START DATA SUPPLIED

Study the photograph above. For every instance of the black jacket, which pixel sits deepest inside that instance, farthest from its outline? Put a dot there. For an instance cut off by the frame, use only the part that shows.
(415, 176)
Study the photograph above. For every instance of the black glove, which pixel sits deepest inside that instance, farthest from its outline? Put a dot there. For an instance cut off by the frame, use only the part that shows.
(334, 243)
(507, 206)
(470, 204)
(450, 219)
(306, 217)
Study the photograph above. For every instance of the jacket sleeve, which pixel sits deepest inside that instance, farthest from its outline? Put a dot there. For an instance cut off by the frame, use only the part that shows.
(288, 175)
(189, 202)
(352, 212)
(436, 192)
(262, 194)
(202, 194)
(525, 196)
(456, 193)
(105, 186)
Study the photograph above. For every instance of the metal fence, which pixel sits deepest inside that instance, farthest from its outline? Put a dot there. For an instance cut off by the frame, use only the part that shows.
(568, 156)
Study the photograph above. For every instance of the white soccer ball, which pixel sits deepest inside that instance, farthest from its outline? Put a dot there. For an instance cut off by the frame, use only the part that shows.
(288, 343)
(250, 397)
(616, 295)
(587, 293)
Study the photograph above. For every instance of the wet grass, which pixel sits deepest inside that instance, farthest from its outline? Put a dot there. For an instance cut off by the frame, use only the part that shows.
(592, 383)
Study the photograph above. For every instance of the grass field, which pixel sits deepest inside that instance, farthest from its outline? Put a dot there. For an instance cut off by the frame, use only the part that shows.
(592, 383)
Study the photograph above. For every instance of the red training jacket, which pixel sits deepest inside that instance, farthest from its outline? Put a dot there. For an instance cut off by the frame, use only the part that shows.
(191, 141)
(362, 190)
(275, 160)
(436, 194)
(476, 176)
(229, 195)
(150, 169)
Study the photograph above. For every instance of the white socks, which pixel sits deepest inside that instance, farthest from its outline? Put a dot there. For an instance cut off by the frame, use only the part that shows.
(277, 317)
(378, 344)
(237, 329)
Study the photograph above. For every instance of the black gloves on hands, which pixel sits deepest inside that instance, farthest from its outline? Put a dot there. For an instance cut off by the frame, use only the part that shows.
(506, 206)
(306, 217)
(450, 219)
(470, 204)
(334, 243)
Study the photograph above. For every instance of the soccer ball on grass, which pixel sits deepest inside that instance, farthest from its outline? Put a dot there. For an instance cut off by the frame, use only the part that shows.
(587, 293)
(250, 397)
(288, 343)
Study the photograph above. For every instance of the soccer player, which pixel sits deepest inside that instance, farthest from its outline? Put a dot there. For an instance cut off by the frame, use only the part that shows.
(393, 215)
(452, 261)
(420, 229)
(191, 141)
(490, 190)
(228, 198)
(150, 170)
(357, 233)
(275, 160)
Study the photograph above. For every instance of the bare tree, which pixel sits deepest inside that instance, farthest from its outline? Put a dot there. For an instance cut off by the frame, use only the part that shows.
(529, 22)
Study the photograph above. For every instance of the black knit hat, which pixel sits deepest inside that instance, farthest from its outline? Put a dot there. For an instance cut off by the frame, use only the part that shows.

END DATA SUPPLIED

PROBLEM STATEMENT: Every line of the data above should be reproduced word for word.

TASK ANSWER:
Study the photograph above. For every instance of the black jacket, which pixel sits deepest inside that instance, farthest from its outline? Put a dot there. For an instance cut off by the frame, use only the part that shows.
(415, 176)
Study the photograph above. For every instance of the black glove, which pixel sits deepest inside that instance, farthest from its outline? Put a dot there. For an instance cut off by the frame, use only the part that shows.
(334, 243)
(507, 206)
(470, 204)
(450, 219)
(306, 217)
Study the photograph above. For every instance of the jacket sleeve, which pixel sits deepest inside that instance, farthest from its outline? Put a dot there. For an instance cut off by the frame, use only the part that shows.
(288, 175)
(189, 202)
(352, 212)
(436, 192)
(262, 194)
(202, 194)
(525, 196)
(456, 193)
(105, 186)
Study the photograph above. For every instance of the metal fence, which pixel sits deepest inside that instance, farthest from its outline? Put a dot there. For an instance cut off by the frame, use only the part that shows.
(568, 156)
Study the photograph above. For every instance of the white soccer ball, which pixel sits deepest inside that instance, farthest from its outline? Put a dot there. For an instance cut off by the frame, use only the part that shows.
(288, 343)
(250, 397)
(616, 295)
(587, 293)
Study the photograph above. For every instance of the wet grass, which pixel sits deepest inside that instance, farthest from its outline? Put a dot there. For an instance cut off by the frame, use only the part that shows.
(592, 383)
Study the photograph above. For every instance of the grass field, which pixel sits deepest inside that instance, farthest from its outline? Put a dot there. For an instance cut off by the frame, use only the part that shows.
(592, 383)
Study the photograph above. For every instance of the red training jacket, which pixel sits deepest inside that instance, farthest from its outline? Put a dot there. For an instance cut off by the frame, use only the part that shows.
(191, 141)
(362, 190)
(275, 160)
(436, 194)
(476, 176)
(229, 195)
(150, 169)
Study the photograph above. For every instance of the white socks, which pixel sits deepest inside that instance, farthest from its outline? Put a dot there. For an instance cut off by the frame, use only the part that shows.
(277, 317)
(378, 344)
(237, 329)
Study the photograph above. For every instance of the black gloves on hands, which pixel sits deepest inside that instance, farthest from its outline? Put a dot there. For an instance cut off by the frame, use only the part that shows.
(506, 206)
(306, 217)
(450, 219)
(470, 204)
(334, 243)
Study the photograph above. For every instance of the soccer ball on grass, which pixel sits deepest inside that instance, farthest from its outline? Put a dot there. For an instance cut off by the frame, use only the part that shows.
(587, 293)
(250, 397)
(288, 343)
Study the photograph above. For every instance of the soccer player, which pixel sits deepest inside that instance, farthest from its outline? Put a dot there. For an instance cut off by the frame, use only the part that shows.
(393, 215)
(452, 261)
(420, 229)
(191, 141)
(490, 190)
(228, 198)
(150, 170)
(357, 233)
(275, 160)
Study the photograph above. For every instance of the bare tree, which pixel sits deepest inside that instance, farthest from its outline? Put a dot there. For an instance cut off by the frame, use only the part that shows.
(529, 22)
Study the photograph above. For every instance of the black knit hat, which pixel sits deepest inside that instance, farthest from its outline? Put a dot there. For an instance cut off by the frame, use only the part that shows.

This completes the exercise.